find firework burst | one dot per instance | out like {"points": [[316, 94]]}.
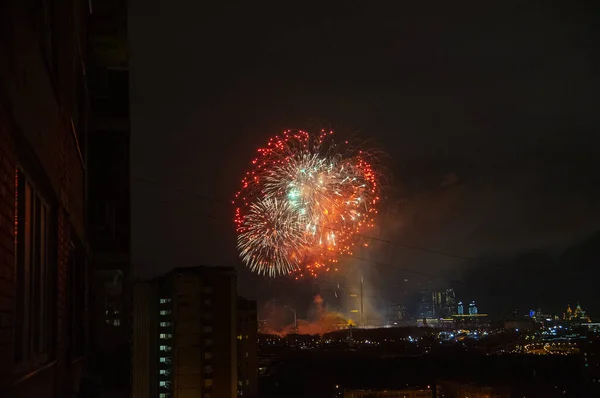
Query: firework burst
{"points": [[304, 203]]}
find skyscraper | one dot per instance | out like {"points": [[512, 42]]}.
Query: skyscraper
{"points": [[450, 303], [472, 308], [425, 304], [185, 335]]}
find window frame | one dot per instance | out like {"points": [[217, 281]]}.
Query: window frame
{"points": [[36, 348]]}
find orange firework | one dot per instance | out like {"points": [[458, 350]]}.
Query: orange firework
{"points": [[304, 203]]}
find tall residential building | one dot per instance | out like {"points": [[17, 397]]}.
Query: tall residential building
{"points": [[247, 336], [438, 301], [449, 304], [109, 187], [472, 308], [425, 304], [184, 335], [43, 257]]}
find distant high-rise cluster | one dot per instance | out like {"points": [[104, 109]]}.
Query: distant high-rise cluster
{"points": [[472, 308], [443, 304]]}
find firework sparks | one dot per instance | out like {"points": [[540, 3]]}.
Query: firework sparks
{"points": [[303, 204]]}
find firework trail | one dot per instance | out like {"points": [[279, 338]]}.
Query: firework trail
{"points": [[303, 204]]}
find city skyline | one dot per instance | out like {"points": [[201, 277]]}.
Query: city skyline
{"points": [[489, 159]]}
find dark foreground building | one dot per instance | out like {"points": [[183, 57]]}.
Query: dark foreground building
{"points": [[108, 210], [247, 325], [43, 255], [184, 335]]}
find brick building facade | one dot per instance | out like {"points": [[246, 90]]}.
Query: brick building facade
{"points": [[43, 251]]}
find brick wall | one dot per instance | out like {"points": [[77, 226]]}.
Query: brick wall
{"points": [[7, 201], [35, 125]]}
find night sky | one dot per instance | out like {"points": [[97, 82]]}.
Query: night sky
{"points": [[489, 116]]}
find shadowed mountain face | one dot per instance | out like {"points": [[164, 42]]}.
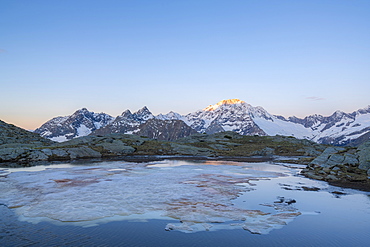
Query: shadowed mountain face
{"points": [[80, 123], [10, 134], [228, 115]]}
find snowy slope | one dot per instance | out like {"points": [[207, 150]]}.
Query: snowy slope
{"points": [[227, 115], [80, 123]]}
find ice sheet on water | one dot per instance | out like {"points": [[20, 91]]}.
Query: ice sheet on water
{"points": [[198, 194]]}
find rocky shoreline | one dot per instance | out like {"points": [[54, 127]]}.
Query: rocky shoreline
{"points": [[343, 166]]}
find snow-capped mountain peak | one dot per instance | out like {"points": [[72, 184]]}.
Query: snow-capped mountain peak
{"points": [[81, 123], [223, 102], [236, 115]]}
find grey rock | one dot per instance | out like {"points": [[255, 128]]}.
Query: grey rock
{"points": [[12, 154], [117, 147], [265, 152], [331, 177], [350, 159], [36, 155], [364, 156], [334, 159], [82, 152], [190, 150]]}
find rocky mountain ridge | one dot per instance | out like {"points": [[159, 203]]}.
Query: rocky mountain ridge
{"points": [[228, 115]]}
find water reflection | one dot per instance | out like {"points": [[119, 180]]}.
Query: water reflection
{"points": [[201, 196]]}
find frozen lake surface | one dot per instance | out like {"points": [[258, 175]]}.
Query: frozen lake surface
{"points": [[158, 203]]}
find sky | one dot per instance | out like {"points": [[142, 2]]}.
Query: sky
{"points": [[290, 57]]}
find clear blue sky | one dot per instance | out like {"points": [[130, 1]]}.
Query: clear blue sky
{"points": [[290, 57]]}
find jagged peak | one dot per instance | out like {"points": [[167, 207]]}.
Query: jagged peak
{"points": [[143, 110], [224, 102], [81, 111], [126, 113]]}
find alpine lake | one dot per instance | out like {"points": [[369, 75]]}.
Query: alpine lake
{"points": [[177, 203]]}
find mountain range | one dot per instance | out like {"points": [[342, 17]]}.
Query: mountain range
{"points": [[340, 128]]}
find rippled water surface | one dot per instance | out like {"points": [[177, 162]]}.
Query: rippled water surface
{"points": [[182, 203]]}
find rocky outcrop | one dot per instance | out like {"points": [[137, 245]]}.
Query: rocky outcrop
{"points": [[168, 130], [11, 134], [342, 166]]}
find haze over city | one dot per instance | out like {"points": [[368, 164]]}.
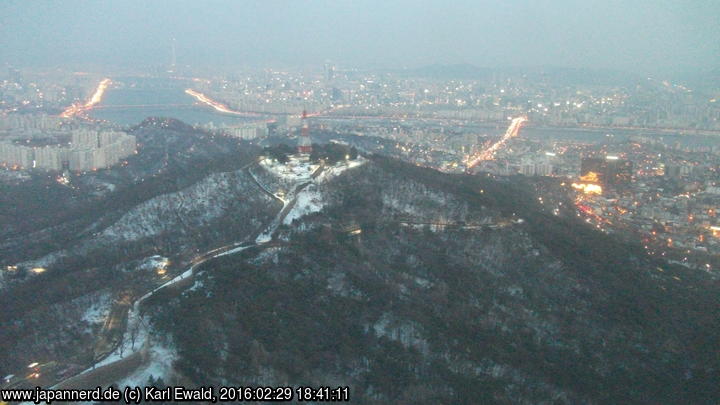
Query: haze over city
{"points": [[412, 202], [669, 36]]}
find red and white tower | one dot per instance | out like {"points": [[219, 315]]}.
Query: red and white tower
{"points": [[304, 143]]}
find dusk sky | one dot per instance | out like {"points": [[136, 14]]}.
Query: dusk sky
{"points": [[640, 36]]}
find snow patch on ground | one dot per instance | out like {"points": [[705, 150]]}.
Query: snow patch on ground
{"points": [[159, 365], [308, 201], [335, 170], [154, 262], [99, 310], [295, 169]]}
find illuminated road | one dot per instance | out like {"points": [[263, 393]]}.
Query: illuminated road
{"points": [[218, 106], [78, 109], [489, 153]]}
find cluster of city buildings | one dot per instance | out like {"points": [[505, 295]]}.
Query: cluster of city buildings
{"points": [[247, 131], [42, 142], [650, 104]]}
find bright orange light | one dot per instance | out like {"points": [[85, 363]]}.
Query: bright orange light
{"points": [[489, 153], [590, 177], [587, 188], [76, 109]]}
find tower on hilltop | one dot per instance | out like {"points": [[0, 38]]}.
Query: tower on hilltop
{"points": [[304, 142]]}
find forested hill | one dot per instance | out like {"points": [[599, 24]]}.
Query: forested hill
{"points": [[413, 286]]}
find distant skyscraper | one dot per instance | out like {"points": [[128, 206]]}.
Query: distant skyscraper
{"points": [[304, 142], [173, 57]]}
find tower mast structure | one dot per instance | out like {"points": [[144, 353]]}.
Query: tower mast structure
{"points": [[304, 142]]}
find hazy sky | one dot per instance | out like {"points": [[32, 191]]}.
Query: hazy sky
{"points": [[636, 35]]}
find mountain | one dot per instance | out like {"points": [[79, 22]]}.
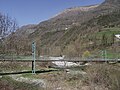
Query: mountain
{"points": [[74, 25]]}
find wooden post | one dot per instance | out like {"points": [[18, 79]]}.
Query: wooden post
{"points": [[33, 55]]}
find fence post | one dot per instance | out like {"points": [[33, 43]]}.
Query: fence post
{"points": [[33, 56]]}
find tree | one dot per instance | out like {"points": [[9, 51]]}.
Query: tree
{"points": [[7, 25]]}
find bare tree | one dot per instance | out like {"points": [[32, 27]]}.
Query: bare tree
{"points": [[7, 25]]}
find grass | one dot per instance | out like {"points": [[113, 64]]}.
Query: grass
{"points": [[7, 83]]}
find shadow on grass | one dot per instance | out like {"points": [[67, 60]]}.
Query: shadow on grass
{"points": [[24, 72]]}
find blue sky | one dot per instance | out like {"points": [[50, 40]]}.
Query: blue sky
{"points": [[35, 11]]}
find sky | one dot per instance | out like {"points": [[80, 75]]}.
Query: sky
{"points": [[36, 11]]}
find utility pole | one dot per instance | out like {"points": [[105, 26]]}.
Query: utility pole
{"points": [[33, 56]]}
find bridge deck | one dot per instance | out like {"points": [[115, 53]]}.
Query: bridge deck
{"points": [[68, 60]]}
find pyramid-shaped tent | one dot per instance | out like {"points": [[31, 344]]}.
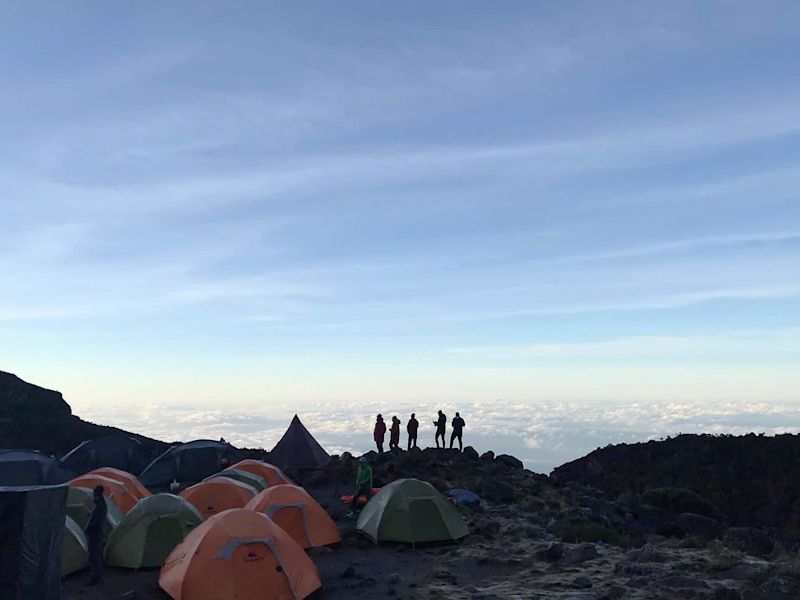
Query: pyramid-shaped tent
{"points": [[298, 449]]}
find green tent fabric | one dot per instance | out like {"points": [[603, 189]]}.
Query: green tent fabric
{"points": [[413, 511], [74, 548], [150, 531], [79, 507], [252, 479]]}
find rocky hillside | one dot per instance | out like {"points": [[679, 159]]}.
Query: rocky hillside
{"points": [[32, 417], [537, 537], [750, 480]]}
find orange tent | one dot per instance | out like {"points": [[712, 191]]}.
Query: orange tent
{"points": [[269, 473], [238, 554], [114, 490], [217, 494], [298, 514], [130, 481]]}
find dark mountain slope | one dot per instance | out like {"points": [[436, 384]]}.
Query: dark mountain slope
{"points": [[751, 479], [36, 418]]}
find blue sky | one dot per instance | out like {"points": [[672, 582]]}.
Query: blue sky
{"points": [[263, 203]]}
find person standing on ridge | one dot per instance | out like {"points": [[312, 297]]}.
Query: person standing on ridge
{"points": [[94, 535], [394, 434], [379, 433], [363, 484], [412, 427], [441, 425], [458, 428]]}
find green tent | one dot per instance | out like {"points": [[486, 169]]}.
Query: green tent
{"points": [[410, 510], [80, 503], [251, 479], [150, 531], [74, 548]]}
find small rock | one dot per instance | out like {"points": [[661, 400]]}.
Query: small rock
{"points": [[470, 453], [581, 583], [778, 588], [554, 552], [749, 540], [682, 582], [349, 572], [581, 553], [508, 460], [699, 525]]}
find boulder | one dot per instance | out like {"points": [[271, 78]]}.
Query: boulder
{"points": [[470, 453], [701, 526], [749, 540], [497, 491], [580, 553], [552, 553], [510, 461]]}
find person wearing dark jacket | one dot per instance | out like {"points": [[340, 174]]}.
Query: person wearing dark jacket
──────────
Write out again, unchanged, every line from the line containing "find rocky hillside" to the final line of the material above.

» **Answer to this problem**
find rocky hillside | one dot per instance | out like {"points": [[679, 159]]}.
Query: rocky hillside
{"points": [[32, 417], [537, 537], [750, 480]]}
find orange tent | one dot per instance | out like {"points": [[712, 191]]}.
Query: orange tent
{"points": [[269, 473], [238, 554], [114, 490], [217, 494], [298, 514], [130, 481]]}
find dark mountain slope | one dot per instance | out like {"points": [[436, 384]]}.
Query: dark mountain slope
{"points": [[751, 479], [36, 418]]}
find blue sky | one dot per instance | out like {"points": [[672, 582]]}.
Query: blue sky
{"points": [[263, 203]]}
find person standing on ridge | one dot per instance | out like {"points": [[312, 297]]}.
Query: person standing on ridge
{"points": [[94, 535], [394, 434], [379, 433], [363, 484], [412, 427], [441, 425], [458, 428]]}
find green tent | one dot per instance | out like {"points": [[486, 169]]}.
Query: green tent
{"points": [[410, 510], [80, 503], [251, 479], [150, 531], [74, 548]]}
find small rock | one dot per instance | out like {"points": [[661, 400]]}.
Query: small rock
{"points": [[470, 453], [581, 583], [778, 588], [554, 552], [749, 540], [682, 582], [349, 572], [581, 553], [508, 460], [699, 525]]}
find boulder | one dot per instance | out like {"points": [[271, 78]]}.
Query: boulder
{"points": [[470, 453], [701, 526], [749, 540], [497, 491], [580, 553], [552, 553], [510, 461]]}
find person wearing dark jacket | one dot per instance | out like {"points": [[340, 174]]}.
Query: person wearing dark jacket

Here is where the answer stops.